> How to complete this task: From the line bearing "Spot the rail and" down to the final line of the records below, give every line again exactly and add nothing.

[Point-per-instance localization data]
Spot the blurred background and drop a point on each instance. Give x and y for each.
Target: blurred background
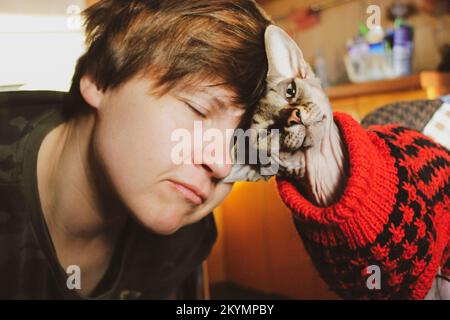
(364, 63)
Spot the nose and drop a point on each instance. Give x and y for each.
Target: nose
(294, 117)
(218, 170)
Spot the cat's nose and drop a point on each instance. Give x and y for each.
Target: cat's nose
(294, 117)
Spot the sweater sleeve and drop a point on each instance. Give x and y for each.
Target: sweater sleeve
(393, 214)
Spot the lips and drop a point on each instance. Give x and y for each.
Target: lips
(189, 192)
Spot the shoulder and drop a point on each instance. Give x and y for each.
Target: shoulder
(20, 114)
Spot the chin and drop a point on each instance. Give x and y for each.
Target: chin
(165, 220)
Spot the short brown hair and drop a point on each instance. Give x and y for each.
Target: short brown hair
(175, 39)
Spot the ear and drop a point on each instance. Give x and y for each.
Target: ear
(284, 57)
(90, 92)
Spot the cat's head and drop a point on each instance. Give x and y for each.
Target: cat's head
(294, 104)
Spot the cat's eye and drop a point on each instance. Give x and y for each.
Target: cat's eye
(291, 90)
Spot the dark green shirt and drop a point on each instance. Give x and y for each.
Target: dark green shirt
(144, 265)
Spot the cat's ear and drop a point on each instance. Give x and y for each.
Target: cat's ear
(284, 57)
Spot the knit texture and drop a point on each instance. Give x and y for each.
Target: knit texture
(394, 213)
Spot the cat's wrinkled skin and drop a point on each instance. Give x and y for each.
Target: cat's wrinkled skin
(310, 147)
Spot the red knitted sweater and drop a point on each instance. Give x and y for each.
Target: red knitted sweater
(394, 213)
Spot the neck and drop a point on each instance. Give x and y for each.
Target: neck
(72, 192)
(326, 168)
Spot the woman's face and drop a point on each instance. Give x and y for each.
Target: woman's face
(134, 139)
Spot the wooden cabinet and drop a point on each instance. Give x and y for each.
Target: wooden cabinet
(360, 99)
(258, 246)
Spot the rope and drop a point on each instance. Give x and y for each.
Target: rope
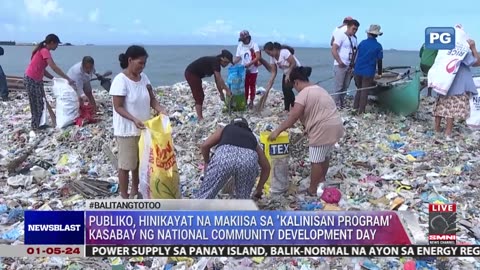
(324, 80)
(351, 91)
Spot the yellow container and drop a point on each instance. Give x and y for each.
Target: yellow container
(159, 177)
(274, 149)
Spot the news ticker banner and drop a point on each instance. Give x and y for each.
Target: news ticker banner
(243, 228)
(219, 228)
(213, 227)
(231, 251)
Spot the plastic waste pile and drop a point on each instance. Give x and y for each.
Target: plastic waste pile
(397, 164)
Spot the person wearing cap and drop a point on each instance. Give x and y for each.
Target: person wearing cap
(370, 55)
(317, 111)
(36, 70)
(248, 53)
(237, 155)
(282, 58)
(340, 29)
(344, 50)
(205, 67)
(82, 73)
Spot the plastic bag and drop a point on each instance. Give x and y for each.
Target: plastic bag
(278, 156)
(86, 115)
(442, 73)
(67, 108)
(159, 178)
(44, 118)
(236, 83)
(473, 120)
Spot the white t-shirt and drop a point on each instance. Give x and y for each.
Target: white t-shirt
(80, 77)
(344, 47)
(247, 54)
(282, 62)
(137, 103)
(337, 30)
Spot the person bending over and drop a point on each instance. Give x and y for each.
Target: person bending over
(237, 155)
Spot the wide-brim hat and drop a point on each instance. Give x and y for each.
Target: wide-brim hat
(375, 30)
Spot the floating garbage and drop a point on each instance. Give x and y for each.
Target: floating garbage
(395, 163)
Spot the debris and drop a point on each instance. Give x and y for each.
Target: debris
(394, 164)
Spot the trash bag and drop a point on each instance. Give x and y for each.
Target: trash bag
(442, 73)
(67, 108)
(86, 115)
(158, 171)
(473, 120)
(278, 156)
(236, 83)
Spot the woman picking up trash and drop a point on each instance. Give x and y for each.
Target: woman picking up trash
(237, 155)
(205, 67)
(317, 111)
(456, 103)
(281, 57)
(132, 99)
(36, 70)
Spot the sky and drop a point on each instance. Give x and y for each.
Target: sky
(306, 23)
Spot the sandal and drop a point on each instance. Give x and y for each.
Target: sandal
(307, 193)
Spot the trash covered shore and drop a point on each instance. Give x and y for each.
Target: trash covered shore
(385, 162)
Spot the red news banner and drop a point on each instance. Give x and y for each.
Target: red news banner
(442, 224)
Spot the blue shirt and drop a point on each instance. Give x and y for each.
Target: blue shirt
(369, 51)
(463, 81)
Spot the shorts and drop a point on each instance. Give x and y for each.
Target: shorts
(455, 107)
(195, 83)
(319, 154)
(128, 153)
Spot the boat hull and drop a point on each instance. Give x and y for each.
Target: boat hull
(400, 96)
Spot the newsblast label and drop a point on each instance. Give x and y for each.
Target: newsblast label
(243, 228)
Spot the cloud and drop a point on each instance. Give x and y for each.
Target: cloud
(144, 32)
(93, 15)
(42, 8)
(218, 27)
(9, 27)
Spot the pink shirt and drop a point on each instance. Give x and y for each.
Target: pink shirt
(38, 64)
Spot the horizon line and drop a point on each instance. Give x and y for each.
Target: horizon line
(185, 45)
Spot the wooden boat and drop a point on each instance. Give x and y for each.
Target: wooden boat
(398, 90)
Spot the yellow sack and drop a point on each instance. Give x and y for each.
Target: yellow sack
(278, 156)
(158, 169)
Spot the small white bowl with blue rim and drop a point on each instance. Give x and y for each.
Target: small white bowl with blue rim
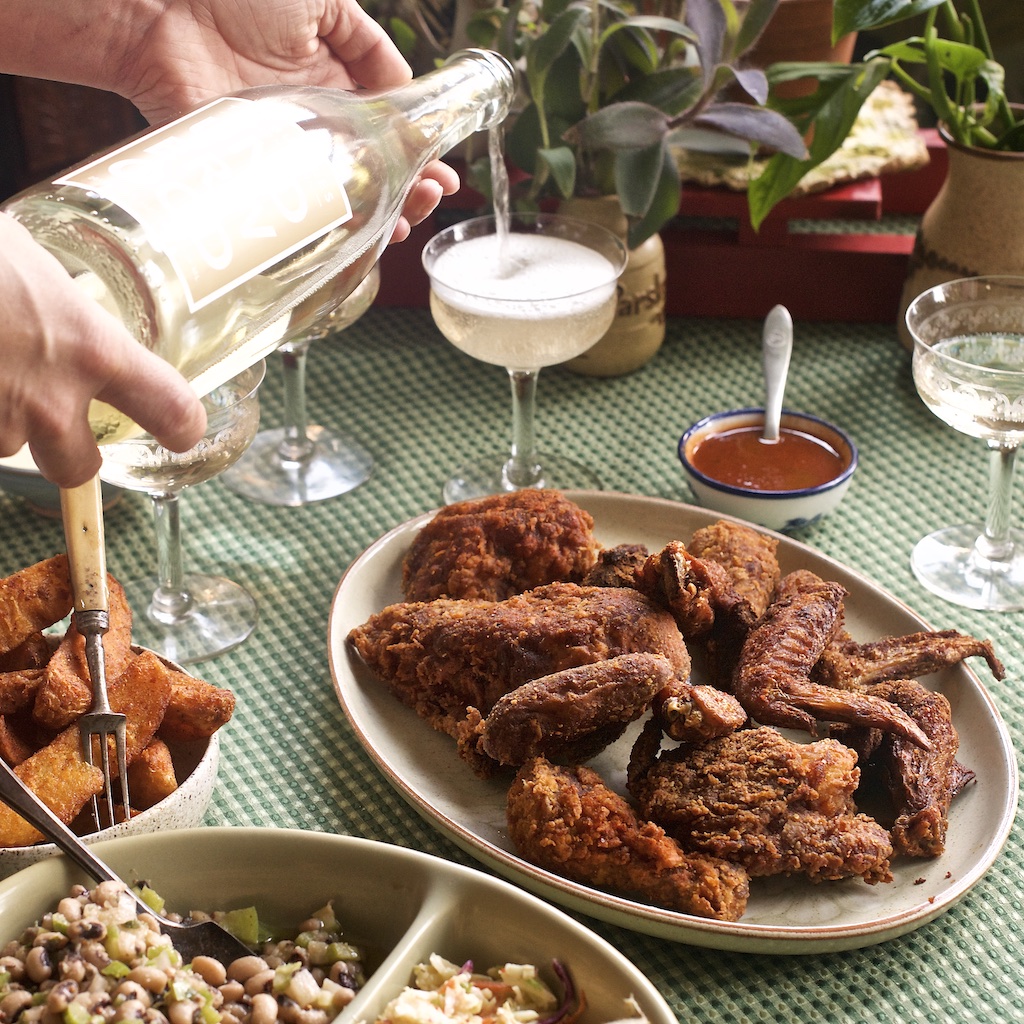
(780, 510)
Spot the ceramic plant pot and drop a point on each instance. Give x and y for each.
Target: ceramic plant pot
(973, 225)
(638, 330)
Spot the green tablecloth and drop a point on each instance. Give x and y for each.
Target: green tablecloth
(290, 758)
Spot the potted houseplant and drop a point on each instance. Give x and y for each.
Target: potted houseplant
(609, 87)
(972, 227)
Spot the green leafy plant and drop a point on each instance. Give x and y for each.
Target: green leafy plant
(958, 79)
(610, 86)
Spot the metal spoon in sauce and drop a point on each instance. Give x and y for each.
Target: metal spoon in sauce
(776, 346)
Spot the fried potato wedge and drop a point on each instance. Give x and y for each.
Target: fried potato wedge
(18, 689)
(197, 709)
(59, 775)
(67, 691)
(15, 747)
(151, 776)
(32, 652)
(32, 599)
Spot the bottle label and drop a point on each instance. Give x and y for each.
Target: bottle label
(224, 192)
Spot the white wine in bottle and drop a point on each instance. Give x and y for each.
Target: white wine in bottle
(203, 233)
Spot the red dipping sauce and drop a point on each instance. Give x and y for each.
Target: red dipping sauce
(740, 458)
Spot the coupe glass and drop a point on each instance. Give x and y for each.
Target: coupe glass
(969, 368)
(300, 463)
(187, 616)
(540, 293)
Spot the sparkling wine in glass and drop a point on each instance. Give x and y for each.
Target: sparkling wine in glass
(541, 293)
(969, 369)
(187, 616)
(299, 462)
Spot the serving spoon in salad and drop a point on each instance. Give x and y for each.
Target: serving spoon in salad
(190, 939)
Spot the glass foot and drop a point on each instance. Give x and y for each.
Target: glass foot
(947, 563)
(336, 465)
(489, 476)
(220, 614)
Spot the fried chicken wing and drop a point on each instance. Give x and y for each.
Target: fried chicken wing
(717, 586)
(616, 566)
(849, 665)
(689, 712)
(495, 547)
(749, 558)
(772, 679)
(567, 821)
(572, 715)
(771, 805)
(443, 656)
(922, 783)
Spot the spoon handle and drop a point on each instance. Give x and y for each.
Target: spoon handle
(776, 347)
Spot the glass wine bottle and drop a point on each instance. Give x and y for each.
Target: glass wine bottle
(203, 235)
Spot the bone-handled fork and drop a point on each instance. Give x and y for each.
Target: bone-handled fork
(83, 521)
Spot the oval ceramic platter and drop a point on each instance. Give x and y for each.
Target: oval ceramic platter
(399, 905)
(784, 914)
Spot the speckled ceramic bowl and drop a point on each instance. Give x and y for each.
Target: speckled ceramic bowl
(19, 478)
(397, 905)
(196, 765)
(782, 510)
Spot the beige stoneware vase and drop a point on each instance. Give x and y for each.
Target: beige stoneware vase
(638, 330)
(974, 226)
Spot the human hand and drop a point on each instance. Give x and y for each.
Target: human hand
(60, 351)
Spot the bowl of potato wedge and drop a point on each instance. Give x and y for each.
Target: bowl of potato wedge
(172, 720)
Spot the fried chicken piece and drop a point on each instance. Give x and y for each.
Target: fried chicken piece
(772, 679)
(690, 712)
(616, 566)
(567, 821)
(440, 657)
(570, 716)
(492, 548)
(771, 805)
(921, 783)
(749, 558)
(718, 586)
(849, 665)
(692, 590)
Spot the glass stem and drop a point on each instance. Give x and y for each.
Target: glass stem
(995, 545)
(295, 445)
(522, 469)
(171, 601)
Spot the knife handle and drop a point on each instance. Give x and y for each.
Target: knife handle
(82, 511)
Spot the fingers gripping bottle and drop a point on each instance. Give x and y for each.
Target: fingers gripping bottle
(204, 233)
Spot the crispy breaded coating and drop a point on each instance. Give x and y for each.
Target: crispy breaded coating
(567, 821)
(774, 806)
(442, 656)
(495, 547)
(772, 680)
(570, 716)
(921, 782)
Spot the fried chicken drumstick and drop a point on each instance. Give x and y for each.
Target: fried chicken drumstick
(567, 821)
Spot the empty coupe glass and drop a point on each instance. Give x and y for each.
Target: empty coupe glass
(300, 462)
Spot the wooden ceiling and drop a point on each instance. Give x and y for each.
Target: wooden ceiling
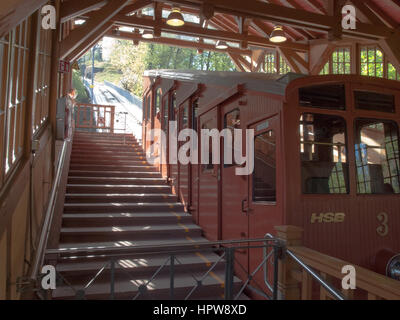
(313, 27)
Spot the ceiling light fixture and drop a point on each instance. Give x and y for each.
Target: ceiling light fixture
(278, 35)
(147, 34)
(222, 45)
(175, 18)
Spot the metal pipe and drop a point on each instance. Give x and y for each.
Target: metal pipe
(331, 290)
(49, 215)
(170, 247)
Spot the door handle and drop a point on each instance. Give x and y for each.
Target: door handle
(244, 210)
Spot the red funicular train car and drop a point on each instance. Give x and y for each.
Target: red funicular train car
(326, 157)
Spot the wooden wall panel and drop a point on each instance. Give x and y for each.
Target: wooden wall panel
(19, 240)
(3, 265)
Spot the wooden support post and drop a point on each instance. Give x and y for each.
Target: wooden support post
(288, 287)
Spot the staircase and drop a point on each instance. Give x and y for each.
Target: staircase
(114, 199)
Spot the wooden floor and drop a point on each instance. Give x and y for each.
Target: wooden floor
(115, 199)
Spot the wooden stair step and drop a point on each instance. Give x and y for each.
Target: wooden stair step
(128, 232)
(122, 207)
(125, 197)
(125, 174)
(118, 219)
(111, 167)
(116, 180)
(102, 188)
(158, 288)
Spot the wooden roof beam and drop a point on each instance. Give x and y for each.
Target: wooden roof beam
(136, 6)
(236, 62)
(177, 43)
(89, 42)
(291, 17)
(75, 8)
(80, 35)
(12, 13)
(192, 29)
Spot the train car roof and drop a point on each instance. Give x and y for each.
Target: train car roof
(263, 82)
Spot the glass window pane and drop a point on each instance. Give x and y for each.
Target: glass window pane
(377, 157)
(264, 175)
(232, 122)
(323, 154)
(158, 101)
(331, 97)
(374, 101)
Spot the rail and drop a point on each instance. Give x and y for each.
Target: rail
(224, 251)
(331, 290)
(370, 285)
(40, 252)
(94, 118)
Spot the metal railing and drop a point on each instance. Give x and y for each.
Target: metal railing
(94, 118)
(223, 253)
(40, 252)
(331, 290)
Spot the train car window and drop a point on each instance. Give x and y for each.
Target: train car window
(195, 111)
(144, 108)
(377, 157)
(165, 116)
(158, 101)
(148, 107)
(324, 167)
(331, 97)
(208, 167)
(185, 116)
(264, 174)
(374, 101)
(232, 122)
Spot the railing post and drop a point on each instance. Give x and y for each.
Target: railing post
(288, 287)
(112, 280)
(172, 276)
(229, 272)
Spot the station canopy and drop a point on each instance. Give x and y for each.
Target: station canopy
(312, 29)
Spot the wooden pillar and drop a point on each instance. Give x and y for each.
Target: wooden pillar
(288, 286)
(54, 82)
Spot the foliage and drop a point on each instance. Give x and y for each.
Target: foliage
(134, 60)
(80, 88)
(130, 60)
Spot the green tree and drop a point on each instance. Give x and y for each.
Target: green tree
(130, 59)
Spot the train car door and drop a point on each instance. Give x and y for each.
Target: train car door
(209, 181)
(184, 175)
(164, 127)
(235, 220)
(194, 168)
(264, 183)
(173, 167)
(156, 124)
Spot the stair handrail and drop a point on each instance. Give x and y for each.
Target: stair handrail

> Solution to this task:
Spot the rail and drop a point on each instance. Give x and y for each.
Target: rail
(224, 251)
(331, 290)
(370, 285)
(40, 252)
(94, 118)
Spot the metal railing and drop a point on each instance. Give x and y for each.
Target: metal railing
(94, 118)
(223, 253)
(40, 252)
(331, 290)
Spot the train car window and drop a point on each instance. Give x and y for each.
Target: train car window
(195, 111)
(144, 108)
(377, 157)
(165, 116)
(158, 101)
(148, 107)
(324, 167)
(331, 97)
(208, 167)
(185, 116)
(264, 174)
(374, 101)
(232, 122)
Spot the railing post and drop a point on each instance. Give x and y for each.
Target: railing post
(288, 287)
(112, 280)
(172, 276)
(229, 272)
Spot the station canopy and drop a point on each instance. Give x and y for each.
Target: station canopy
(312, 29)
Spot the wooden pillar and drop a point on each instance. Give x and y for each.
Target: wooden pillar
(288, 286)
(54, 82)
Spot the foliage and drop a point on each instance. Give x and y for each.
Target: foliage
(134, 60)
(80, 88)
(130, 60)
Spot the green tree and drop a point on each instance. Give x and y for each.
Target: green tree
(130, 59)
Spot the train car door and drop a point on each instance. Give x and y for each.
Target: train car door
(209, 181)
(184, 175)
(164, 127)
(235, 220)
(194, 168)
(264, 183)
(173, 167)
(156, 124)
Spot the stair handrail and drop a point on each instance. Give x and y for each.
Target: stair handrail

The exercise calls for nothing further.